Wherever the word "below" appears in a line of the records, copy that line.

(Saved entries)
<<<<

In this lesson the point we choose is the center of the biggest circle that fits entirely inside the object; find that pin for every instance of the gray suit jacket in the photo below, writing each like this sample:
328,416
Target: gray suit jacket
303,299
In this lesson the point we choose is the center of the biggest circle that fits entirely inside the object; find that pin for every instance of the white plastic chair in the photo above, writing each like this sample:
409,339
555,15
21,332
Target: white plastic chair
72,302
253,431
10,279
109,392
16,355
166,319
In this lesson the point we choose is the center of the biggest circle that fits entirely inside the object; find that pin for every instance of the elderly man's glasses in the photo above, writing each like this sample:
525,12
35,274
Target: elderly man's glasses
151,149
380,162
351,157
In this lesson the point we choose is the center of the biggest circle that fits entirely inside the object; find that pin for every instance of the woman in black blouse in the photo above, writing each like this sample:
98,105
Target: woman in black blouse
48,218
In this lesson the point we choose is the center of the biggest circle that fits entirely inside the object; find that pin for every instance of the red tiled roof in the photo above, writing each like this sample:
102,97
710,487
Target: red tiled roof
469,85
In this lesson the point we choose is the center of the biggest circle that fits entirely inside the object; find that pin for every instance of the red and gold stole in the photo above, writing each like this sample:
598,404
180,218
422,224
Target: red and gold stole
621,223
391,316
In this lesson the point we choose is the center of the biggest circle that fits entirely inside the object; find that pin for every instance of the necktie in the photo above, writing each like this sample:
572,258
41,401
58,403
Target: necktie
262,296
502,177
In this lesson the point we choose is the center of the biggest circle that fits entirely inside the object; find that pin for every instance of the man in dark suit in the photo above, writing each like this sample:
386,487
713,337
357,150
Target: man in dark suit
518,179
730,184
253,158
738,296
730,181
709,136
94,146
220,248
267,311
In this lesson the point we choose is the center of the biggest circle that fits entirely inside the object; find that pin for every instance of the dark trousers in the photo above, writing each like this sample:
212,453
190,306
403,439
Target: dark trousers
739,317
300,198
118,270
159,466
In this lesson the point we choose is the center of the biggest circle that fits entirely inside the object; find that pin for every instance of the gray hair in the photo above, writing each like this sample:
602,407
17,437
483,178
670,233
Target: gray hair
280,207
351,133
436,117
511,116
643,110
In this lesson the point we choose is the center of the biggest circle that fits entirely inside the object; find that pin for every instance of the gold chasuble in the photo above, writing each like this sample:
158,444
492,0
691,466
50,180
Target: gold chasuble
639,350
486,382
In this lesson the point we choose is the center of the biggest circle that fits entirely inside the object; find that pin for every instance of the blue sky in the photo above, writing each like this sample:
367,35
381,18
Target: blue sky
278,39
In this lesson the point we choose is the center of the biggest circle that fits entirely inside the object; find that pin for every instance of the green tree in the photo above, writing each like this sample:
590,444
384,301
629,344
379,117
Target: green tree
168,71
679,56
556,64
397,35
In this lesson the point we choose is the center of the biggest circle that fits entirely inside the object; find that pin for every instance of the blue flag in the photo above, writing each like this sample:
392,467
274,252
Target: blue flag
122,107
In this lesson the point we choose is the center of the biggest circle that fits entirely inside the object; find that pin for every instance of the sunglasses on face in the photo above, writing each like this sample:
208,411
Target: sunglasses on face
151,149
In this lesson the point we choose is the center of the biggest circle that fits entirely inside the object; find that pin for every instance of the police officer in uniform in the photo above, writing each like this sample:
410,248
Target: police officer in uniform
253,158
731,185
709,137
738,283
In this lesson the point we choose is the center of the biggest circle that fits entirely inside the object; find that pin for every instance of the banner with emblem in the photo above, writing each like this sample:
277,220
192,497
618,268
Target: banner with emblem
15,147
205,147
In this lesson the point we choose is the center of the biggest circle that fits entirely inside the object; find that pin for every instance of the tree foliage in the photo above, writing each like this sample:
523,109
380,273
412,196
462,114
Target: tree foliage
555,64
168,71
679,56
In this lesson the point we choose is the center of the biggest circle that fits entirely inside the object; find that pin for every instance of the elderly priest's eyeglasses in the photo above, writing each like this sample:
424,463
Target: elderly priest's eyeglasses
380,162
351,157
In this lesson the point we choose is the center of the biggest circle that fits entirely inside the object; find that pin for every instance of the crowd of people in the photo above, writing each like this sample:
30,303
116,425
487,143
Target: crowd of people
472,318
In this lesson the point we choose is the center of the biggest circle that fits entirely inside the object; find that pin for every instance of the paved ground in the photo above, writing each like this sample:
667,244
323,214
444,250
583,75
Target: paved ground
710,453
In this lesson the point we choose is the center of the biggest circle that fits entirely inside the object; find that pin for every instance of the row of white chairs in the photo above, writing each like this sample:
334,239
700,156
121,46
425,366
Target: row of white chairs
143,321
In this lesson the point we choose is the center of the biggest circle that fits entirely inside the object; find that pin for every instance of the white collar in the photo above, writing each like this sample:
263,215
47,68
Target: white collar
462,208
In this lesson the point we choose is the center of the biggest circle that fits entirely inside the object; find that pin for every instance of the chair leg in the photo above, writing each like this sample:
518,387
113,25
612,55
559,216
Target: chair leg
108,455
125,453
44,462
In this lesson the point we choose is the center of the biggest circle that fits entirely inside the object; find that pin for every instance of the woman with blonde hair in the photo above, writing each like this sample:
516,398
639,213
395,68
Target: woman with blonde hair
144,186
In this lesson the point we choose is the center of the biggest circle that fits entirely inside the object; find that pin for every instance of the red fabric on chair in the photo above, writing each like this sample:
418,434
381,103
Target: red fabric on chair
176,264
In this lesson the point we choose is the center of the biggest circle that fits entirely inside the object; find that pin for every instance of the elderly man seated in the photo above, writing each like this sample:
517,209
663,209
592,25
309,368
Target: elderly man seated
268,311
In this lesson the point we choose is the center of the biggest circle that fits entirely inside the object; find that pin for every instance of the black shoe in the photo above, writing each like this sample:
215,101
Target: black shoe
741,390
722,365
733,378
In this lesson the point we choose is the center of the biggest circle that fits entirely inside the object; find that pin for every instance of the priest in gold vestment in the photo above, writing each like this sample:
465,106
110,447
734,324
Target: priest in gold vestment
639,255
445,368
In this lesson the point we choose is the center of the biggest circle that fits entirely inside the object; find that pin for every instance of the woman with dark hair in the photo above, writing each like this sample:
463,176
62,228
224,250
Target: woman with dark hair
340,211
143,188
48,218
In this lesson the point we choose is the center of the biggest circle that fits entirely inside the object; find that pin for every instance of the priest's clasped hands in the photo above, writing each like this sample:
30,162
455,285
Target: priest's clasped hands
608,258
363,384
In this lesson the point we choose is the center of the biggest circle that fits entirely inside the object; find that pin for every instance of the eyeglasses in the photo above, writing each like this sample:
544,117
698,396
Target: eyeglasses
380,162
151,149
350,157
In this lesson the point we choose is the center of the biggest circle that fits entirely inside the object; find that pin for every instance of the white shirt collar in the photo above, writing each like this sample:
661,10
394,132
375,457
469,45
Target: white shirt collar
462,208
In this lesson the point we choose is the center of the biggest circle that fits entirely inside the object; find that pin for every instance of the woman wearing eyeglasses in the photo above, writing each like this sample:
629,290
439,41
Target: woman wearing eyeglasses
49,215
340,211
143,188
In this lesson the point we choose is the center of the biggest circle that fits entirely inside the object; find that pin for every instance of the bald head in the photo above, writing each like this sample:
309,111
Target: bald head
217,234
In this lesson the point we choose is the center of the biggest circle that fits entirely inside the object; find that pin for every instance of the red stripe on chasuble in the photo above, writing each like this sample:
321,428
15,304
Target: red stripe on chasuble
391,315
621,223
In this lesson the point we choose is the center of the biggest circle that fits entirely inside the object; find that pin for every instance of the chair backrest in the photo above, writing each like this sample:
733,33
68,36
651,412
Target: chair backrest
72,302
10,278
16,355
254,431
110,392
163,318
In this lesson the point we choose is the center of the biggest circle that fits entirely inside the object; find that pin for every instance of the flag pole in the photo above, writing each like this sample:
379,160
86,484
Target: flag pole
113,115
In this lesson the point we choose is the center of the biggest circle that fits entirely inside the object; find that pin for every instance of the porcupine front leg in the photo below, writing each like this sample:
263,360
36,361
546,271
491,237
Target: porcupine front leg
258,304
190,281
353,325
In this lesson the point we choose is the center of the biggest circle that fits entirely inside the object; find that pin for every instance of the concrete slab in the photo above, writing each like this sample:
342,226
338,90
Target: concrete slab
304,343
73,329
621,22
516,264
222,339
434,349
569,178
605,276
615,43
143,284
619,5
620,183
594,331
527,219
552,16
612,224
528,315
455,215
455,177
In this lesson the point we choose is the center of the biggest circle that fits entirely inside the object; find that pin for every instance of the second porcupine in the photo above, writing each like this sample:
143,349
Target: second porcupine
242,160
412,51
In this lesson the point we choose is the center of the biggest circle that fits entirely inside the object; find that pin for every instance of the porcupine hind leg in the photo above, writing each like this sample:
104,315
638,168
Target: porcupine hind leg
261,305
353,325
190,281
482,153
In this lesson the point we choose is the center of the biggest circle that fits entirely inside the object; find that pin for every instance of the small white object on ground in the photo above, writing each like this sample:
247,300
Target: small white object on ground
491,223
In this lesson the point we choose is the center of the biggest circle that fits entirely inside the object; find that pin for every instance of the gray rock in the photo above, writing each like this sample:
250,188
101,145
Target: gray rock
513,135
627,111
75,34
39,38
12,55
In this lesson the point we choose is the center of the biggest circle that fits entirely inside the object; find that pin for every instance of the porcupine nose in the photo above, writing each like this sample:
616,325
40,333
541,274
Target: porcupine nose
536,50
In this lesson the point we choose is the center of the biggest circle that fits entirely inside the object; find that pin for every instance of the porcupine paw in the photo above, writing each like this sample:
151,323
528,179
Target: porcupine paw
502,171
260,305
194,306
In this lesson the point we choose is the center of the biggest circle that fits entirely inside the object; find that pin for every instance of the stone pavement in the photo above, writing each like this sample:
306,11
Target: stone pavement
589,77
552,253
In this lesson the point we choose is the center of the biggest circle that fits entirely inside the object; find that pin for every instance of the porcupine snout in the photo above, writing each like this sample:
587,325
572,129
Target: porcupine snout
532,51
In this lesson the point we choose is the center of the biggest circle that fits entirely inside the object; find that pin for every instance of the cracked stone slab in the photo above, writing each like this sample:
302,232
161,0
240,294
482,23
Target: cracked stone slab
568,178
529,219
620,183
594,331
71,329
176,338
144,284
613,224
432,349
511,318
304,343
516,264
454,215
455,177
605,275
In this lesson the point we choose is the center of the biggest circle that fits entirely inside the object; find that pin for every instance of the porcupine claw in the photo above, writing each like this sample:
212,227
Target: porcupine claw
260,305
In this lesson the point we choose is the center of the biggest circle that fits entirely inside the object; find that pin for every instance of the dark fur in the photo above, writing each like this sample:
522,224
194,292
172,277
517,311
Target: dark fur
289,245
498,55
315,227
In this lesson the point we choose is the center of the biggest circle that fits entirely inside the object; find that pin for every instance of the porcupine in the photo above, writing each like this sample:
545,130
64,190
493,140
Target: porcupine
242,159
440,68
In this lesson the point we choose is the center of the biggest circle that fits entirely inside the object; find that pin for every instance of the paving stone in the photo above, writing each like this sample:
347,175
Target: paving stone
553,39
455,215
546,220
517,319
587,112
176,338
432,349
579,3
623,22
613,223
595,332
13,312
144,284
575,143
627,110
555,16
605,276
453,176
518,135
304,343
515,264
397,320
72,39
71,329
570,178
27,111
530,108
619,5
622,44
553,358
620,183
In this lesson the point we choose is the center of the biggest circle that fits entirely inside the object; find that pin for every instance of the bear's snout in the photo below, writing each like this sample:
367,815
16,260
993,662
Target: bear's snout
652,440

>>>>

__Written answer__.
In this lesson the point we choose is the center of the biggest circle that fits entirely inside the object; find that pin for every instance of the gray suit jacket in the photo below, writing each like this sample:
In this lesson the point we choose is the center of the biggest circle that fits entirely inside the object; find that pin for every instance of the porcupine front leg in the photo below, writing each like this sample:
In this lesson the point we choose is the center of the biggest circle that fits entirely inside the object; find that pin for every instance of the bear's snout in the photo below, writing each like this sample:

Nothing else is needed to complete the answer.